The exercise:
Count the lines in the listing below that contain the string "collar", and reply with only that number.

Source records:

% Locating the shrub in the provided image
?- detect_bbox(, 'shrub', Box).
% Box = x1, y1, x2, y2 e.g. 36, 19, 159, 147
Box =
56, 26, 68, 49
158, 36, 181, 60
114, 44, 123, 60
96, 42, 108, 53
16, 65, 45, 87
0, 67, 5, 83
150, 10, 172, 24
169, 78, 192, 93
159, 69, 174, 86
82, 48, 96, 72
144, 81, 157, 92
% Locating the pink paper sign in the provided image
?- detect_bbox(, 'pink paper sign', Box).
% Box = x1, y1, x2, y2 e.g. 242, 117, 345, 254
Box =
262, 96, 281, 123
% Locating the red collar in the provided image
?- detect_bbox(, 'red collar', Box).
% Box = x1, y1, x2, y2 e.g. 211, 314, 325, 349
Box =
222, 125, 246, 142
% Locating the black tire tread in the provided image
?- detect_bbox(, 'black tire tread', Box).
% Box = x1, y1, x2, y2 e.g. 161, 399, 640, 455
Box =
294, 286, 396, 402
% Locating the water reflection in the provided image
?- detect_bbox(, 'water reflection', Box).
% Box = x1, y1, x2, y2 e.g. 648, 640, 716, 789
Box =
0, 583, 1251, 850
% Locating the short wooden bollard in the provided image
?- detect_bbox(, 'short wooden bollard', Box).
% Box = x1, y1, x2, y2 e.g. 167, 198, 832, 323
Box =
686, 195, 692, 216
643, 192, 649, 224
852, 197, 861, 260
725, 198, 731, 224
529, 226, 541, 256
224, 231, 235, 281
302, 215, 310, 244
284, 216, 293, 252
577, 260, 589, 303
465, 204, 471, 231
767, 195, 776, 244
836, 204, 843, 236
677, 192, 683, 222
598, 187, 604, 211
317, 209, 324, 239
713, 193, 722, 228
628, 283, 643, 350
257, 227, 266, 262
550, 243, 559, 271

Complete answer:
2